#### [Passage]
--

Large parts of the industry struggled to raise funds and valuations were slashed. Swedish buy now, pay later provider Klarna was a case in point: the group’s valuation was cut to $6.7bn in a 2022 funding round, down 85 per cent from $46bn the previous year. Overall, global investment into fintech halved to $75.2bn, according to analytics firm CB Insights.
But Asia fintechs bucked this trend: investment reached a record high of $50.5bn last year, data from consultancy group KPMG shows. And, while the collapse last month of US-based specialist lender Silicon Valley Bank has further darkened global investor sentiment, the outlook for fintech — in Asia-Pacific, at least — is bright.
Analysts expect fintech businesses — from payments services to bitcoin — to surge across Asia as incomes climb and the adoption of digital technology expands further among fast-growing populations.
According to HSBC, Asia’s total financial wealth, from bank deposits to investments, has nearly tripled since 2006 to $140tn. However, some 70 per cent of south-east Asia is either unbanked or underbanked, says consultancy firm Bain.
This is a strong attraction for investors, says Tzu-Chung Liang, south-east Asia financial services strategy and transaction leader at consultancy firm EY. “Asia has one of the world’s youngest workforce and consumer groups, with a high adoption rate of mobile and digital technologies, so it’s a ripe market for financial innovation,” he argues.
Across the region, Singapore is the standout market for fintech. Deals in the city state drew the bulk of sector funding — $1.8bn — in south-east Asia in the first nine months of last year, according to commercial lender United Overseas Bank (UOB).
The Monetary Authority of Singapore, the city-state’s de facto central bank, has been an important driver of growth, says Paul Ng, financial services lead for south-east Asia at consultancy Accenture, through developing “infrastructures, technology, and upgrading skills in the financial industry”. He notes that the MAS has established, and leads, an industry collaboration, Veritas Consortium, to strengthen governance around the use of artificial intelligence and data.

--

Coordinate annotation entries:
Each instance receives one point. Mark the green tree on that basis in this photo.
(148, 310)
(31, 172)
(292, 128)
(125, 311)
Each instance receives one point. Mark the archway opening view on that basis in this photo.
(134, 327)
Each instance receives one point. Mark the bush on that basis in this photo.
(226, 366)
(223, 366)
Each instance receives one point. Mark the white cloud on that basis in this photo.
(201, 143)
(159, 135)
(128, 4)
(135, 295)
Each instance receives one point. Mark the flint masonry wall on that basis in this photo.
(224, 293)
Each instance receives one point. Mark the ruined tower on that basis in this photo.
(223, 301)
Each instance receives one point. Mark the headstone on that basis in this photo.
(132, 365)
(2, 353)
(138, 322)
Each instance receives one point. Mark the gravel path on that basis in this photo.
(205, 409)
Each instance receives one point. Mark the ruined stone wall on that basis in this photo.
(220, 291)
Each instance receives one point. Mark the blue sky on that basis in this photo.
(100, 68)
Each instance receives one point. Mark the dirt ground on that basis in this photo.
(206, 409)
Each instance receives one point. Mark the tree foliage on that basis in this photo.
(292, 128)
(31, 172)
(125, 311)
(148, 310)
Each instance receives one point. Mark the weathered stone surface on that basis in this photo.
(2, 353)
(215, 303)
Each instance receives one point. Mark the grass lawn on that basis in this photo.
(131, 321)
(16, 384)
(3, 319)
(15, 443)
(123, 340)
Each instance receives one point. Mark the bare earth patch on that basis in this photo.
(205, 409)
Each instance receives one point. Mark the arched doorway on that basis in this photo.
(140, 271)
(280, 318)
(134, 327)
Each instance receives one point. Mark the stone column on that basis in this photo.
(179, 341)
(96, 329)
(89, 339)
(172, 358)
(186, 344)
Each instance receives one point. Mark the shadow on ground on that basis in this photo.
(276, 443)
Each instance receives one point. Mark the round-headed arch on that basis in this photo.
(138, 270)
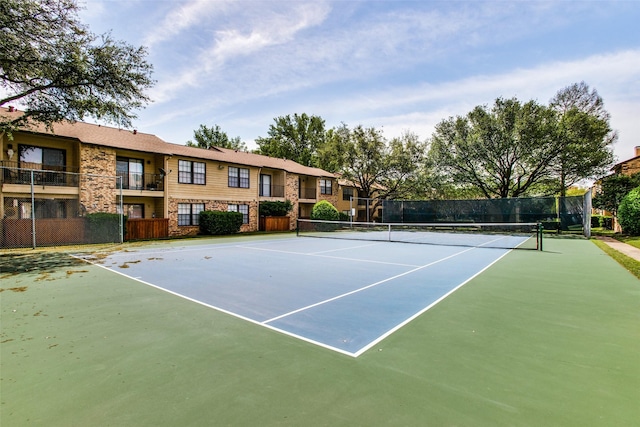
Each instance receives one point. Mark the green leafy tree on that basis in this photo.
(611, 189)
(379, 168)
(214, 136)
(295, 138)
(584, 135)
(359, 155)
(500, 152)
(55, 69)
(323, 210)
(629, 212)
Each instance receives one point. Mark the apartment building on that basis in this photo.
(74, 165)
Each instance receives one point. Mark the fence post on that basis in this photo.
(33, 213)
(119, 181)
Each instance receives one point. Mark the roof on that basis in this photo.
(107, 136)
(619, 165)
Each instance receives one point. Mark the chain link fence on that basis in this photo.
(51, 208)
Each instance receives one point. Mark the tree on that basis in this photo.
(584, 135)
(379, 169)
(55, 69)
(629, 212)
(215, 137)
(295, 138)
(502, 152)
(611, 189)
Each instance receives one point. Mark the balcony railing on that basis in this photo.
(272, 190)
(307, 193)
(24, 173)
(142, 181)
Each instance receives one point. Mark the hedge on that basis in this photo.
(102, 227)
(275, 208)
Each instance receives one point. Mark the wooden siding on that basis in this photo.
(141, 229)
(217, 183)
(274, 223)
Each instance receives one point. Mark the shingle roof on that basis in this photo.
(107, 136)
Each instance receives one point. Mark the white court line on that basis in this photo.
(397, 327)
(222, 310)
(365, 287)
(315, 254)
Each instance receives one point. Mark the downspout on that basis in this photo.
(258, 198)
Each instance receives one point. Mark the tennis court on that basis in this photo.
(536, 338)
(344, 295)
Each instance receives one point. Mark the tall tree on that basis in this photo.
(55, 69)
(502, 152)
(380, 169)
(208, 137)
(584, 134)
(295, 138)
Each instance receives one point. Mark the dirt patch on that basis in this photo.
(16, 289)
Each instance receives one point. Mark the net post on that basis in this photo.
(540, 234)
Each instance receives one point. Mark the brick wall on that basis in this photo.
(98, 187)
(291, 193)
(210, 205)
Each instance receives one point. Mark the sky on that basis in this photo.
(398, 66)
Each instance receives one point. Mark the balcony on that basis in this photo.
(45, 175)
(307, 193)
(271, 190)
(142, 181)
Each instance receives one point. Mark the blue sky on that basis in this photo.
(394, 65)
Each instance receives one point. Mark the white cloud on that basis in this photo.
(185, 16)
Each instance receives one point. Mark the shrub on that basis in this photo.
(601, 221)
(629, 212)
(275, 208)
(325, 211)
(104, 227)
(219, 223)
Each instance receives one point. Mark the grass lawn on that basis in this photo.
(540, 338)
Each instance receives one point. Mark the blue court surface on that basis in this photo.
(339, 294)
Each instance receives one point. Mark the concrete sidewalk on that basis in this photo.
(628, 250)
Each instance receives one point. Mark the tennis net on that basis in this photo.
(488, 235)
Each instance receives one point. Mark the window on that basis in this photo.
(238, 177)
(243, 209)
(325, 186)
(131, 171)
(347, 193)
(191, 172)
(134, 210)
(189, 213)
(265, 185)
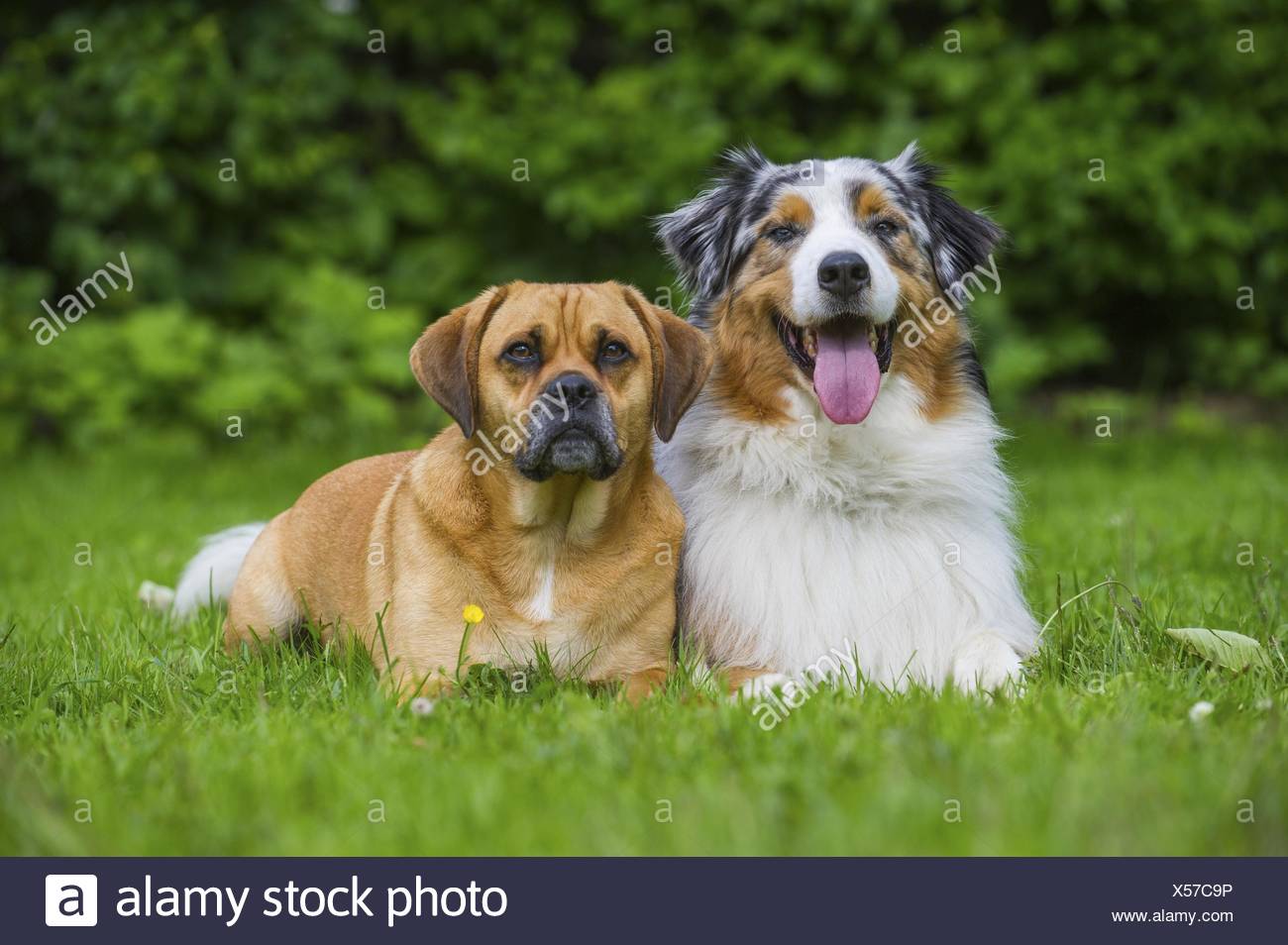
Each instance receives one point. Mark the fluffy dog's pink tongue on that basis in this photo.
(846, 374)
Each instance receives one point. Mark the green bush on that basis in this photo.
(498, 140)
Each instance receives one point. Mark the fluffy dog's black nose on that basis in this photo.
(842, 273)
(571, 387)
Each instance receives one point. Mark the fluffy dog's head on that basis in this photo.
(811, 274)
(567, 378)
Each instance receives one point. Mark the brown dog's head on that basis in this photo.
(563, 377)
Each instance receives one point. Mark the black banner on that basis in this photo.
(493, 900)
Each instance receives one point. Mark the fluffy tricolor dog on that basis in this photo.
(838, 472)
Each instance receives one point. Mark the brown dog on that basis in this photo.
(541, 506)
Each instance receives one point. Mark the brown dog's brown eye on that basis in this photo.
(520, 353)
(614, 352)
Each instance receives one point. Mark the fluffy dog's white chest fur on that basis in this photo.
(887, 542)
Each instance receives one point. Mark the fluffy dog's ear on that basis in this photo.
(446, 358)
(704, 237)
(682, 358)
(960, 239)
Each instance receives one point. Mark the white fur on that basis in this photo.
(541, 606)
(209, 577)
(888, 538)
(836, 231)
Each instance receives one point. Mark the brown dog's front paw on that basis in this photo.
(640, 685)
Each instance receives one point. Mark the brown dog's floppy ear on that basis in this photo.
(682, 358)
(446, 358)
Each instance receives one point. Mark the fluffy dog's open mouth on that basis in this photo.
(845, 358)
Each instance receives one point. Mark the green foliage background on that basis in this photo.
(397, 168)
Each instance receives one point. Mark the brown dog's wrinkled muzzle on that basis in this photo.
(570, 429)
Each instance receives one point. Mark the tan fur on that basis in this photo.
(415, 537)
(751, 366)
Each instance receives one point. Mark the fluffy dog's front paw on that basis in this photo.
(760, 686)
(986, 664)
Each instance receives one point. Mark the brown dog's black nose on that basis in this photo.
(574, 389)
(842, 273)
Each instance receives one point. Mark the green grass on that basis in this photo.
(178, 750)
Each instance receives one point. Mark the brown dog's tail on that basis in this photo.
(209, 577)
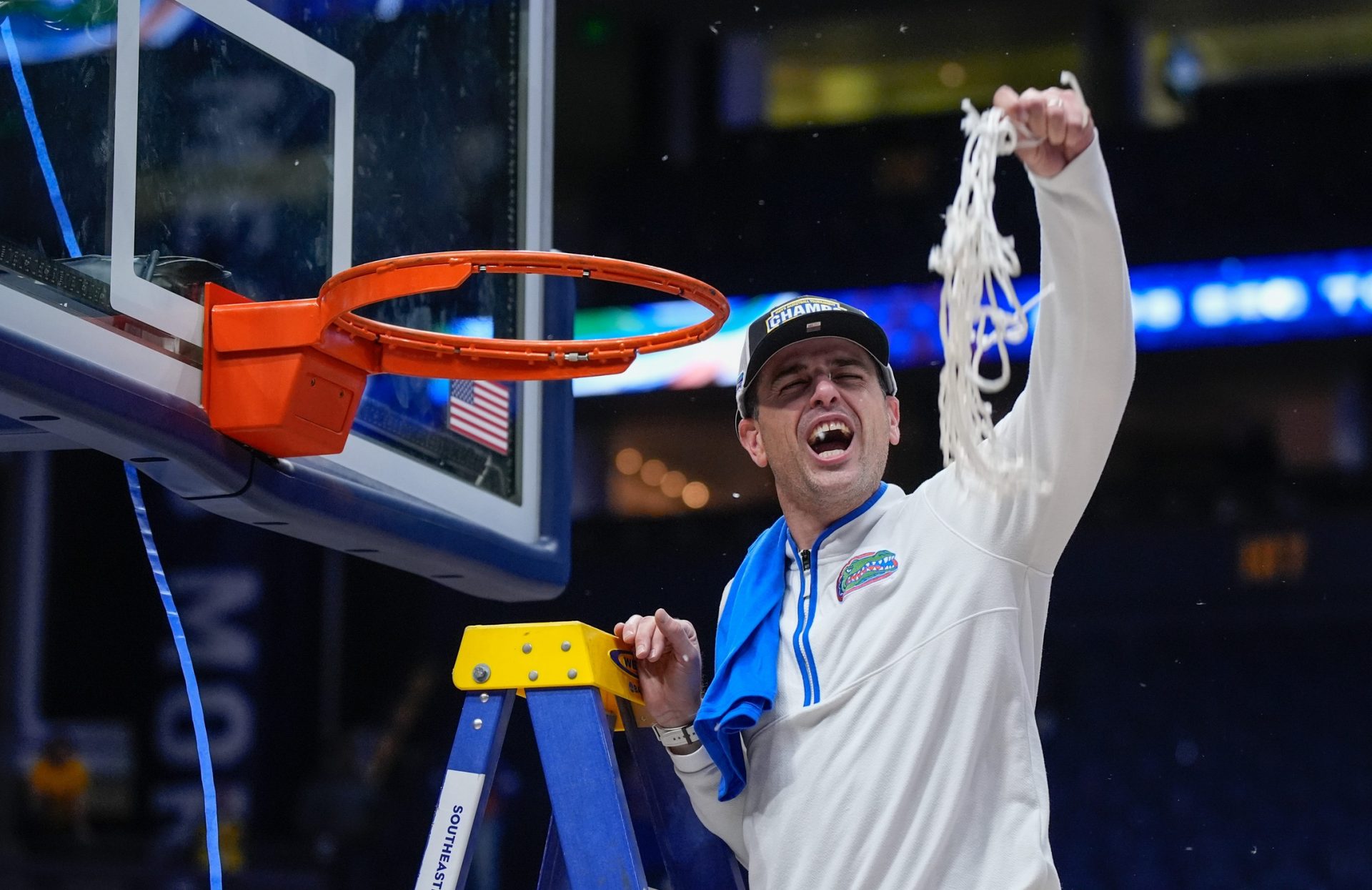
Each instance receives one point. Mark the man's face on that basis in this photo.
(822, 425)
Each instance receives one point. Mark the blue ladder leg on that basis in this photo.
(695, 859)
(583, 785)
(552, 874)
(471, 766)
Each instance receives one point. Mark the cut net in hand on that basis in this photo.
(978, 311)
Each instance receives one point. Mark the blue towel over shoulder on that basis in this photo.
(745, 658)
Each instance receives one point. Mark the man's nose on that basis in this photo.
(825, 390)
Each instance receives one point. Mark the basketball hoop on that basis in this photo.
(286, 377)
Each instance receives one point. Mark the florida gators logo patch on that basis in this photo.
(865, 569)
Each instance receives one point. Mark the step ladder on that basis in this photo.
(581, 686)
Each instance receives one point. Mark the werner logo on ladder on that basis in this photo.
(581, 686)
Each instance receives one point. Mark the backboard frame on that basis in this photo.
(143, 405)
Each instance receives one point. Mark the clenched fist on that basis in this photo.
(1058, 122)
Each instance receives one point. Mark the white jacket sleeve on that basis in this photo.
(1080, 372)
(723, 819)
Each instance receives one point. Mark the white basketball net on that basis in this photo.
(978, 310)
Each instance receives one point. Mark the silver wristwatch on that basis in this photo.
(674, 736)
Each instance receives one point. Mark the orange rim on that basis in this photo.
(404, 277)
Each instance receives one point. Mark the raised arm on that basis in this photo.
(1081, 362)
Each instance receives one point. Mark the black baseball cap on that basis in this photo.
(805, 317)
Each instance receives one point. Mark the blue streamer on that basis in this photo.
(39, 144)
(192, 690)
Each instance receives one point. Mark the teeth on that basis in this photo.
(825, 429)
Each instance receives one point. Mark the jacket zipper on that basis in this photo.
(807, 668)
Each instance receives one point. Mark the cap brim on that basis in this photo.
(850, 326)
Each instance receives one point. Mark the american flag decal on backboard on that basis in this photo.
(480, 411)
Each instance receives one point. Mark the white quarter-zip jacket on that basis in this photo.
(902, 750)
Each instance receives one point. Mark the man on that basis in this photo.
(890, 742)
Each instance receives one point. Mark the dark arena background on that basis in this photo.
(1203, 698)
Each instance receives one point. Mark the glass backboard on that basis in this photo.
(265, 146)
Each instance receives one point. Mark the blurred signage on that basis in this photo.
(1227, 302)
(1271, 558)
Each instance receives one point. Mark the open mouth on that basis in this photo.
(830, 438)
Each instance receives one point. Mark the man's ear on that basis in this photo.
(751, 437)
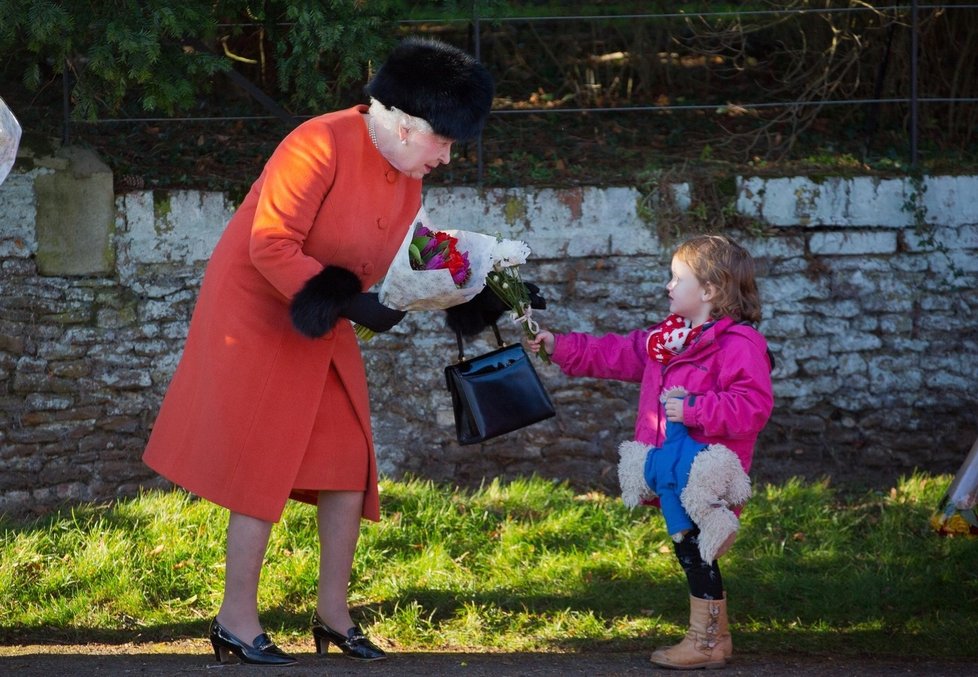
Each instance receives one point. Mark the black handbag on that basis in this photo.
(495, 393)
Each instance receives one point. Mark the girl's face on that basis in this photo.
(423, 152)
(687, 297)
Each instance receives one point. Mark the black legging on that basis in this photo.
(704, 579)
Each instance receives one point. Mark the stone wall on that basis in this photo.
(869, 300)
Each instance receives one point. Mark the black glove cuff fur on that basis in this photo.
(318, 305)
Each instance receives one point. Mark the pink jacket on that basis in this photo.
(726, 372)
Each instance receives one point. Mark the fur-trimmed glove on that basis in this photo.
(367, 310)
(333, 293)
(484, 309)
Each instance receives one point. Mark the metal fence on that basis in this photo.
(475, 24)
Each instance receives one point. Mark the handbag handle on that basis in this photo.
(461, 345)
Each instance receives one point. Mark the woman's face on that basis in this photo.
(423, 152)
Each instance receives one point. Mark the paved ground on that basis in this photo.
(189, 659)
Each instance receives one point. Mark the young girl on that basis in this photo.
(708, 348)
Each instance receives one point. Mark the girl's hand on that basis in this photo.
(674, 409)
(543, 338)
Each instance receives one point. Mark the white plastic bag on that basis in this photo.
(407, 289)
(9, 139)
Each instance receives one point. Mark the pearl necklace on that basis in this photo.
(372, 132)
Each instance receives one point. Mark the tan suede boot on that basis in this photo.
(707, 643)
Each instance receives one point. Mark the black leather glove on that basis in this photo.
(484, 309)
(365, 309)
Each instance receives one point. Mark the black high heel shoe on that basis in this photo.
(262, 651)
(353, 644)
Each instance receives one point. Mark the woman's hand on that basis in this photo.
(543, 338)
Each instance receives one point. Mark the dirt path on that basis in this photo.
(193, 658)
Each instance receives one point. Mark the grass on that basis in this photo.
(528, 565)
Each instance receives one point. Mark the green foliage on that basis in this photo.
(163, 55)
(524, 566)
(328, 46)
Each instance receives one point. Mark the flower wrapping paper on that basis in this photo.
(407, 289)
(9, 139)
(957, 512)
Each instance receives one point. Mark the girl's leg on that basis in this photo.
(707, 643)
(705, 581)
(338, 518)
(246, 544)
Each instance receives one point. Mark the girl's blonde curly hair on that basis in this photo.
(720, 263)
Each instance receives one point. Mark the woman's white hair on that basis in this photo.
(390, 118)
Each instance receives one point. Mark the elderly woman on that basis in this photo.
(269, 401)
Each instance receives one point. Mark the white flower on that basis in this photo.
(509, 253)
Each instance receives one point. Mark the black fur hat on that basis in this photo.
(438, 83)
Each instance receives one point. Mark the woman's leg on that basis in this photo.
(339, 528)
(247, 541)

--

#### [Required actions]
- 1) Reproduce everything in the fintech passage from "Analysts expect fintech" down to "among fast-growing populations.".
- 2) According to the fintech passage, what record level did investment in Asia fintechs reach last year?
- 3) Summarize the fintech passage in two sentences.

#### [Task answers]
- 1)
Analysts expect fintech businesses — from payments services to bitcoin — to surge across Asia as incomes climb and the adoption of digital technology expands further among fast-growing populations.

- 2) $50.5bn

- 3) Global fintech investment halved to $75.2bn as valuations were slashed, Klarna's among them, but investment in Asia fintechs reached a record $50.5bn last year, and analysts expect the sector to surge there as incomes climb and digital adoption expands. Singapore is the standout market in the region, having drawn $1.8bn of south-east Asia's sector funding in the first nine months of last year, with the Monetary Authority of Singapore cited as an important driver of that growth.